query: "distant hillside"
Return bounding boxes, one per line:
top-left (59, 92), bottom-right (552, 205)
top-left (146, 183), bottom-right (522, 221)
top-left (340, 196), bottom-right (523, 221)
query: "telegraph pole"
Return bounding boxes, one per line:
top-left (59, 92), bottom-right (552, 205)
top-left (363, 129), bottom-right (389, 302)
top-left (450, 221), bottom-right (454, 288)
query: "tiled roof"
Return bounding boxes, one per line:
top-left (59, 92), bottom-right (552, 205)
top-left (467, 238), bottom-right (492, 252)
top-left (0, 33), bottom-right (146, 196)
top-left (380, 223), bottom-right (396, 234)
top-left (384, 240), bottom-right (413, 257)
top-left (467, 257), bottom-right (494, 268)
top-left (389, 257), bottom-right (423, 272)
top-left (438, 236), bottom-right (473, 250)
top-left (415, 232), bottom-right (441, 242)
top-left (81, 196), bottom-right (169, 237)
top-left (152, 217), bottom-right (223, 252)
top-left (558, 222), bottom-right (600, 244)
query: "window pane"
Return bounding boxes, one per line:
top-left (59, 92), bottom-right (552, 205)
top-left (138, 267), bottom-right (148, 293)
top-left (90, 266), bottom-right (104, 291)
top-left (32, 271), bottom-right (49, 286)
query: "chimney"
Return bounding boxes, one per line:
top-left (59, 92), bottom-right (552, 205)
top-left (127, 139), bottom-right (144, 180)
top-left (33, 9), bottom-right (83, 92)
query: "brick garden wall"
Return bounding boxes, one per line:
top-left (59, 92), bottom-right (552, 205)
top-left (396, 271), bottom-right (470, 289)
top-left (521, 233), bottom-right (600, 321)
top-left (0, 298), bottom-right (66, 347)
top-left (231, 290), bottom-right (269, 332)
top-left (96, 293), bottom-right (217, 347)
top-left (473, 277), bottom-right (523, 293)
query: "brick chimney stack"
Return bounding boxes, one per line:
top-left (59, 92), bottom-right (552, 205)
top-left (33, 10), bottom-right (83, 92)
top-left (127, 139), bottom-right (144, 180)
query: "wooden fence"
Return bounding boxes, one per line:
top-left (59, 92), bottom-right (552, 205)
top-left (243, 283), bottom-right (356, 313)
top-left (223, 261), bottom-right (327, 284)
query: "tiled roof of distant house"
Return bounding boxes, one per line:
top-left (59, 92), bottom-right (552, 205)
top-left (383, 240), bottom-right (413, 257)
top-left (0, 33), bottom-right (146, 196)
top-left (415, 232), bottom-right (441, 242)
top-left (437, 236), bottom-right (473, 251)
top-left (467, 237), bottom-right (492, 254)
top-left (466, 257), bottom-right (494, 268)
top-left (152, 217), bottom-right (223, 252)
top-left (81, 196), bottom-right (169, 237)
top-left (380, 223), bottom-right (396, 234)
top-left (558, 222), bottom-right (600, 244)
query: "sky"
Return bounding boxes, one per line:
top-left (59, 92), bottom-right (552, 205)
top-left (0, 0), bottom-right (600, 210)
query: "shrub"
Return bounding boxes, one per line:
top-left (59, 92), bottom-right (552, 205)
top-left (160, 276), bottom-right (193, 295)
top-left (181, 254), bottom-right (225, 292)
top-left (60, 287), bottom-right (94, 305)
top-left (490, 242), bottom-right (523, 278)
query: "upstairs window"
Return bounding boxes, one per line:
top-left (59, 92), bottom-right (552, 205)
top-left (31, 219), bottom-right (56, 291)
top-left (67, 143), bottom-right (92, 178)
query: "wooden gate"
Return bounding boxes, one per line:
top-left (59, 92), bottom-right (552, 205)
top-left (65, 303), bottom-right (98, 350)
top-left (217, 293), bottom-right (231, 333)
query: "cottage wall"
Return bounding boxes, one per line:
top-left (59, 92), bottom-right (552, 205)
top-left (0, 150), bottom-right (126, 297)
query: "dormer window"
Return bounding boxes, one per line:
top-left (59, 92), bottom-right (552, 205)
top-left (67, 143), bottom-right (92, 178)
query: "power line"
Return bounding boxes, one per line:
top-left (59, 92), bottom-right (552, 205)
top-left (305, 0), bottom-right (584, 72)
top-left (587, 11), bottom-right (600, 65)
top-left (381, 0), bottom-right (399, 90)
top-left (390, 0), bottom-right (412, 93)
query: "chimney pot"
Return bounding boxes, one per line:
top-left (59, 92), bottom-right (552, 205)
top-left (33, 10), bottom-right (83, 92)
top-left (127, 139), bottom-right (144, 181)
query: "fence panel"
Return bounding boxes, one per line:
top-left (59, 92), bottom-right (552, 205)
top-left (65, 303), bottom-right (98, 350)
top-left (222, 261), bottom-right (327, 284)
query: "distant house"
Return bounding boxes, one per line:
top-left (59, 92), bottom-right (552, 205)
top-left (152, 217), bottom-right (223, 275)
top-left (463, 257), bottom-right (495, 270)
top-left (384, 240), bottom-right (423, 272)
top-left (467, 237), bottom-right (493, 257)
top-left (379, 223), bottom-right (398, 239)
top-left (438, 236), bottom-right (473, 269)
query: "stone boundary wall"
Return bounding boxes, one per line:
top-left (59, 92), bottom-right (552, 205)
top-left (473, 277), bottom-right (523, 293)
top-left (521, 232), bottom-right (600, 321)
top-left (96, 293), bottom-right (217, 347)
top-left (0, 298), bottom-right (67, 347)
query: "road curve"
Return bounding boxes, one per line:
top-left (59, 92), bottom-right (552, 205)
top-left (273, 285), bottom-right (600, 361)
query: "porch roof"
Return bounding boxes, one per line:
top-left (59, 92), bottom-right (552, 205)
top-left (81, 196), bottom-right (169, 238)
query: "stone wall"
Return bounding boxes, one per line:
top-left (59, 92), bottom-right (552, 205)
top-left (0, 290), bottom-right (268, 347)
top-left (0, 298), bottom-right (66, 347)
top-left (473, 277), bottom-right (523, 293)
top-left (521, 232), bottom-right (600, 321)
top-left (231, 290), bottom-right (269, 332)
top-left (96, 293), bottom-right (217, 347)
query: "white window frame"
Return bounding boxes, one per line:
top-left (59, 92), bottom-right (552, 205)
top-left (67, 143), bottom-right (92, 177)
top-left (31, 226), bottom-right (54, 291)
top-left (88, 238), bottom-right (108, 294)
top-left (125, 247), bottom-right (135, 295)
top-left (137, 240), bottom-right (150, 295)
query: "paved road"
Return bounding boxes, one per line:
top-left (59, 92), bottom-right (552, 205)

▬▬▬

| Written task |
Renumber every line of the records above as one numbered list, dropping any blank lines.

| Output of the exercise |
1. query: "distant hillside"
2. Return bounding boxes, one per line:
3. top-left (59, 92), bottom-right (552, 205)
4. top-left (146, 183), bottom-right (522, 221)
5. top-left (340, 196), bottom-right (523, 221)
6. query: "telegraph pole"
7. Return bounding boxes, one per line:
8. top-left (59, 92), bottom-right (552, 205)
9. top-left (363, 129), bottom-right (389, 302)
10. top-left (450, 221), bottom-right (454, 288)
11. query: "tiled roof"
12. Return bounding boxes, one per line:
13. top-left (59, 92), bottom-right (552, 205)
14. top-left (467, 238), bottom-right (492, 252)
15. top-left (0, 33), bottom-right (146, 196)
16. top-left (380, 223), bottom-right (396, 234)
17. top-left (384, 240), bottom-right (413, 257)
18. top-left (467, 257), bottom-right (494, 268)
19. top-left (389, 257), bottom-right (423, 272)
20. top-left (438, 236), bottom-right (473, 250)
21. top-left (415, 232), bottom-right (441, 242)
22. top-left (81, 196), bottom-right (169, 237)
23. top-left (152, 217), bottom-right (223, 252)
24. top-left (558, 222), bottom-right (600, 244)
25. query: "window pane"
26. Return bounding boxes, one per line:
27. top-left (59, 92), bottom-right (552, 205)
28. top-left (138, 267), bottom-right (148, 293)
29. top-left (90, 266), bottom-right (104, 291)
30. top-left (32, 271), bottom-right (49, 286)
31. query: "chimney"
32. Return bounding boxes, one per line:
33. top-left (59, 92), bottom-right (552, 205)
34. top-left (127, 139), bottom-right (144, 180)
35. top-left (33, 9), bottom-right (83, 92)
36. query: "brick garden wall"
37. Return bounding boxes, one per line:
38. top-left (59, 92), bottom-right (552, 205)
39. top-left (396, 271), bottom-right (470, 289)
40. top-left (521, 233), bottom-right (600, 321)
41. top-left (0, 298), bottom-right (66, 347)
42. top-left (231, 290), bottom-right (269, 332)
43. top-left (96, 293), bottom-right (217, 347)
44. top-left (473, 277), bottom-right (523, 293)
45. query: "brick chimney stack"
46. Return bounding boxes, one per line:
47. top-left (59, 92), bottom-right (552, 205)
48. top-left (33, 10), bottom-right (83, 92)
49. top-left (127, 139), bottom-right (144, 180)
50. query: "wooden fence"
51. Return bounding boxes, one per line:
52. top-left (59, 92), bottom-right (552, 205)
53. top-left (243, 283), bottom-right (356, 313)
54. top-left (223, 261), bottom-right (327, 284)
55. query: "tiled roof of distant house"
56. Return bounding boxes, one per line:
57. top-left (59, 92), bottom-right (552, 205)
58. top-left (383, 240), bottom-right (413, 257)
59. top-left (0, 33), bottom-right (146, 196)
60. top-left (415, 232), bottom-right (441, 242)
61. top-left (437, 236), bottom-right (473, 251)
62. top-left (467, 237), bottom-right (492, 254)
63. top-left (466, 257), bottom-right (494, 268)
64. top-left (152, 217), bottom-right (223, 252)
65. top-left (81, 196), bottom-right (169, 237)
66. top-left (380, 223), bottom-right (396, 234)
67. top-left (558, 222), bottom-right (600, 244)
68. query: "sky"
69. Return bounding boxes, one per line:
70. top-left (59, 92), bottom-right (552, 205)
71. top-left (0, 0), bottom-right (600, 210)
72. query: "shrub"
73. Return bounding boxes, one per line:
74. top-left (59, 92), bottom-right (552, 205)
75. top-left (160, 276), bottom-right (193, 295)
76. top-left (181, 254), bottom-right (225, 292)
77. top-left (60, 287), bottom-right (94, 305)
78. top-left (490, 242), bottom-right (523, 278)
79. query: "upstairs window"
80. Return bounding boxes, one per line:
81. top-left (59, 92), bottom-right (552, 205)
82. top-left (31, 219), bottom-right (56, 291)
83. top-left (67, 143), bottom-right (92, 178)
84. query: "wooden gate"
85. Return bounding boxes, one per line:
86. top-left (59, 92), bottom-right (552, 205)
87. top-left (65, 303), bottom-right (98, 350)
88. top-left (217, 293), bottom-right (231, 333)
89. query: "cottage wall"
90. Return bounding boxes, one per line:
91. top-left (59, 92), bottom-right (552, 205)
92. top-left (0, 150), bottom-right (126, 297)
93. query: "dormer window"
94. Return bounding boxes, one per line:
95. top-left (59, 92), bottom-right (552, 205)
96. top-left (67, 143), bottom-right (92, 178)
97. query: "power line"
98. Return bounding boxes, one per line:
99. top-left (59, 92), bottom-right (552, 205)
100. top-left (305, 0), bottom-right (584, 72)
101. top-left (587, 11), bottom-right (600, 65)
102. top-left (381, 0), bottom-right (399, 90)
103. top-left (390, 0), bottom-right (412, 93)
104. query: "chimney pot"
105. Return bounding boxes, one per line:
106. top-left (59, 92), bottom-right (552, 205)
107. top-left (33, 10), bottom-right (83, 92)
108. top-left (127, 139), bottom-right (144, 181)
109. query: "fence panel"
110. Return bounding boxes, one per line:
111. top-left (59, 92), bottom-right (552, 205)
112. top-left (65, 303), bottom-right (98, 350)
113. top-left (222, 261), bottom-right (327, 284)
114. query: "distant house"
115. Return bounding boxes, one per line:
116. top-left (59, 92), bottom-right (552, 205)
117. top-left (152, 217), bottom-right (223, 275)
118. top-left (463, 257), bottom-right (495, 270)
119. top-left (384, 240), bottom-right (423, 272)
120. top-left (467, 237), bottom-right (493, 257)
121. top-left (379, 223), bottom-right (398, 239)
122. top-left (438, 236), bottom-right (473, 269)
123. query: "stone boundary wall"
124. Return bounding boxes, one per line:
125. top-left (59, 92), bottom-right (552, 205)
126. top-left (473, 277), bottom-right (523, 293)
127. top-left (521, 232), bottom-right (600, 321)
128. top-left (96, 293), bottom-right (217, 347)
129. top-left (0, 298), bottom-right (67, 347)
130. query: "road curve"
131. Return bounding boxes, one per line:
132. top-left (59, 92), bottom-right (552, 205)
133. top-left (273, 285), bottom-right (600, 361)
134. query: "porch roof"
135. Return bounding boxes, one per line:
136. top-left (59, 92), bottom-right (552, 205)
137. top-left (81, 196), bottom-right (169, 238)
138. query: "stone wall"
139. Return bounding boxes, one per line:
140. top-left (59, 92), bottom-right (552, 205)
141. top-left (0, 290), bottom-right (268, 347)
142. top-left (0, 298), bottom-right (66, 347)
143. top-left (473, 277), bottom-right (523, 293)
144. top-left (521, 232), bottom-right (600, 321)
145. top-left (231, 290), bottom-right (269, 332)
146. top-left (96, 293), bottom-right (217, 347)
147. query: "white window frame"
148. Return bounding boxes, one per line:
149. top-left (59, 92), bottom-right (552, 205)
150. top-left (67, 143), bottom-right (92, 177)
151. top-left (31, 226), bottom-right (54, 291)
152. top-left (88, 238), bottom-right (108, 294)
153. top-left (125, 247), bottom-right (135, 295)
154. top-left (137, 240), bottom-right (150, 295)
155. query: "paved road"
156. Return bounding boxes, one per line:
157. top-left (59, 92), bottom-right (552, 205)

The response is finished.